(Part of a data file)
·····

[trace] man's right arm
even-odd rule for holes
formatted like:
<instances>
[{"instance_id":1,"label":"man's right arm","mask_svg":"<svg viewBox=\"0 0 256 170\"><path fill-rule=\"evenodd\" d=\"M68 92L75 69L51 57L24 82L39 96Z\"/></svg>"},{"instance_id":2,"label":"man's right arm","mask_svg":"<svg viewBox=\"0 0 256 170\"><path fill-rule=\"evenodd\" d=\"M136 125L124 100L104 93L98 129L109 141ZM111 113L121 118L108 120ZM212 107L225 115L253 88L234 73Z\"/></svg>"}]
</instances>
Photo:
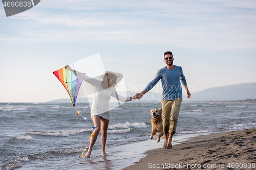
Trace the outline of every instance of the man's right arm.
<instances>
[{"instance_id":1,"label":"man's right arm","mask_svg":"<svg viewBox=\"0 0 256 170\"><path fill-rule=\"evenodd\" d=\"M143 95L145 94L145 93L147 92L147 91L146 91L146 90L144 89L140 93L137 93L135 95L136 99L140 99L140 98L141 98L143 96Z\"/></svg>"},{"instance_id":2,"label":"man's right arm","mask_svg":"<svg viewBox=\"0 0 256 170\"><path fill-rule=\"evenodd\" d=\"M135 94L135 97L136 99L140 99L145 93L151 90L157 83L159 81L162 77L162 71L161 69L159 69L156 75L156 76L154 78L153 80L150 82L150 83L146 86L146 88L142 90L140 93L138 93Z\"/></svg>"}]
</instances>

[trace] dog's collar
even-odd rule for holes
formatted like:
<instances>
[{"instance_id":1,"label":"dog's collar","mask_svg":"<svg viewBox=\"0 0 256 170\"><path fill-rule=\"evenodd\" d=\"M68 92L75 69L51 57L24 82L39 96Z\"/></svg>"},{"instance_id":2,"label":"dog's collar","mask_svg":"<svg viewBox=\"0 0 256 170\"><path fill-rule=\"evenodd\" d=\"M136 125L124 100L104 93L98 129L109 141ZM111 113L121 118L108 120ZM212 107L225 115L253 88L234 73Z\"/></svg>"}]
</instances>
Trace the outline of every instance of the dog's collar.
<instances>
[{"instance_id":1,"label":"dog's collar","mask_svg":"<svg viewBox=\"0 0 256 170\"><path fill-rule=\"evenodd\" d=\"M160 119L159 120L158 120L158 121L156 121L156 122L155 122L155 123L158 123L158 122L160 122L161 120L162 120L162 118L161 118L161 119Z\"/></svg>"}]
</instances>

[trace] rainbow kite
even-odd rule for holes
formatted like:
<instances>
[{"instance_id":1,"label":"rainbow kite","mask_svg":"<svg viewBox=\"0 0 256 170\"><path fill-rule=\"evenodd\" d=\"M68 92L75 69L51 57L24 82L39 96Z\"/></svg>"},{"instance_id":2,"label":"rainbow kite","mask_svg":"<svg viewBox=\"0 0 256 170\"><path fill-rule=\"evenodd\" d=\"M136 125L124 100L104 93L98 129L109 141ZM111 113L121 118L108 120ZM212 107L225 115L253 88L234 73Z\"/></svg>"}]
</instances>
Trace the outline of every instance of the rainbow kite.
<instances>
[{"instance_id":1,"label":"rainbow kite","mask_svg":"<svg viewBox=\"0 0 256 170\"><path fill-rule=\"evenodd\" d=\"M72 71L67 70L65 67L53 71L53 73L65 87L70 96L73 106L75 107L77 94L82 83L82 80Z\"/></svg>"}]
</instances>

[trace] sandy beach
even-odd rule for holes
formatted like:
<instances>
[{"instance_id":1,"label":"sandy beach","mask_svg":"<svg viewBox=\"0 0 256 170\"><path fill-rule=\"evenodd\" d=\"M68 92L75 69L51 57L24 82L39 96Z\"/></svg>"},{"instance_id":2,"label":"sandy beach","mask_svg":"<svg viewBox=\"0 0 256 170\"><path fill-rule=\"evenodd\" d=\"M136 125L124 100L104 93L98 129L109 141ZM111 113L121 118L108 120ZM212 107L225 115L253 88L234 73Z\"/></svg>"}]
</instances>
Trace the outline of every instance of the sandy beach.
<instances>
[{"instance_id":1,"label":"sandy beach","mask_svg":"<svg viewBox=\"0 0 256 170\"><path fill-rule=\"evenodd\" d=\"M255 133L251 129L197 136L172 149L147 151L123 169L256 169Z\"/></svg>"}]
</instances>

·····

EXERCISE. Your task is to repeat the data above exactly while excluding the pictures.

WRITTEN REPLY.
[trace] man's right arm
even-odd rule for holes
formatted like:
<instances>
[{"instance_id":1,"label":"man's right arm","mask_svg":"<svg viewBox=\"0 0 256 170\"><path fill-rule=\"evenodd\" d=\"M68 92L75 69L51 57L24 82L39 96Z\"/></svg>"},{"instance_id":2,"label":"man's right arm","mask_svg":"<svg viewBox=\"0 0 256 170\"><path fill-rule=\"evenodd\" d=\"M136 125L124 100L104 93L98 129L109 141ZM111 113L121 118L108 120ZM212 107L225 115L253 88L234 73Z\"/></svg>"}]
</instances>
Photo:
Trace the outline of every instance of the man's right arm.
<instances>
[{"instance_id":1,"label":"man's right arm","mask_svg":"<svg viewBox=\"0 0 256 170\"><path fill-rule=\"evenodd\" d=\"M143 95L145 94L145 93L147 92L147 91L146 91L146 90L144 89L140 93L137 93L135 95L136 99L140 99L140 98L141 98L143 96Z\"/></svg>"},{"instance_id":2,"label":"man's right arm","mask_svg":"<svg viewBox=\"0 0 256 170\"><path fill-rule=\"evenodd\" d=\"M135 94L135 97L136 99L140 99L145 93L151 90L157 83L159 81L162 77L162 71L161 69L159 69L156 75L156 76L154 78L153 80L150 82L150 83L146 86L146 88L142 90L140 93L138 93Z\"/></svg>"}]
</instances>

[trace] dog's collar
even-odd rule for holes
formatted like:
<instances>
[{"instance_id":1,"label":"dog's collar","mask_svg":"<svg viewBox=\"0 0 256 170\"><path fill-rule=\"evenodd\" d=\"M68 92L75 69L51 57L24 82L39 96Z\"/></svg>"},{"instance_id":2,"label":"dog's collar","mask_svg":"<svg viewBox=\"0 0 256 170\"><path fill-rule=\"evenodd\" d=\"M136 125L124 100L104 93L98 129L109 141ZM111 113L121 118L108 120ZM212 107L225 115L253 88L234 73Z\"/></svg>"}]
</instances>
Trace the outline of every instance of the dog's collar.
<instances>
[{"instance_id":1,"label":"dog's collar","mask_svg":"<svg viewBox=\"0 0 256 170\"><path fill-rule=\"evenodd\" d=\"M160 119L159 120L158 120L158 121L156 121L156 122L155 122L155 123L158 123L158 122L160 122L161 120L162 120L162 118L161 118L161 119Z\"/></svg>"}]
</instances>

[trace] rainbow kite
even-odd rule for holes
formatted like:
<instances>
[{"instance_id":1,"label":"rainbow kite","mask_svg":"<svg viewBox=\"0 0 256 170\"><path fill-rule=\"evenodd\" d=\"M68 92L75 69L51 57L24 82L39 96Z\"/></svg>"},{"instance_id":2,"label":"rainbow kite","mask_svg":"<svg viewBox=\"0 0 256 170\"><path fill-rule=\"evenodd\" d=\"M136 125L124 100L104 93L98 129L109 141ZM111 113L121 118L108 120ZM212 107L225 115L253 88L234 73Z\"/></svg>"}]
</instances>
Trace the outline of every instance of the rainbow kite.
<instances>
[{"instance_id":1,"label":"rainbow kite","mask_svg":"<svg viewBox=\"0 0 256 170\"><path fill-rule=\"evenodd\" d=\"M72 71L67 70L65 67L53 71L53 73L65 87L70 96L73 106L75 107L77 94L82 83L82 80Z\"/></svg>"}]
</instances>

[trace] sandy beach
even-odd rule for holes
formatted like:
<instances>
[{"instance_id":1,"label":"sandy beach","mask_svg":"<svg viewBox=\"0 0 256 170\"><path fill-rule=\"evenodd\" d=\"M68 92L75 69L51 57L24 82L39 96Z\"/></svg>"},{"instance_id":2,"label":"sandy beach","mask_svg":"<svg viewBox=\"0 0 256 170\"><path fill-rule=\"evenodd\" d=\"M136 125L124 100L104 93L98 129L109 141ZM111 113L121 118L108 120ZM212 107L225 115L253 88L234 73Z\"/></svg>"}]
</instances>
Trace the outline of every instance of the sandy beach.
<instances>
[{"instance_id":1,"label":"sandy beach","mask_svg":"<svg viewBox=\"0 0 256 170\"><path fill-rule=\"evenodd\" d=\"M255 133L251 129L197 136L172 149L147 151L123 169L256 169Z\"/></svg>"}]
</instances>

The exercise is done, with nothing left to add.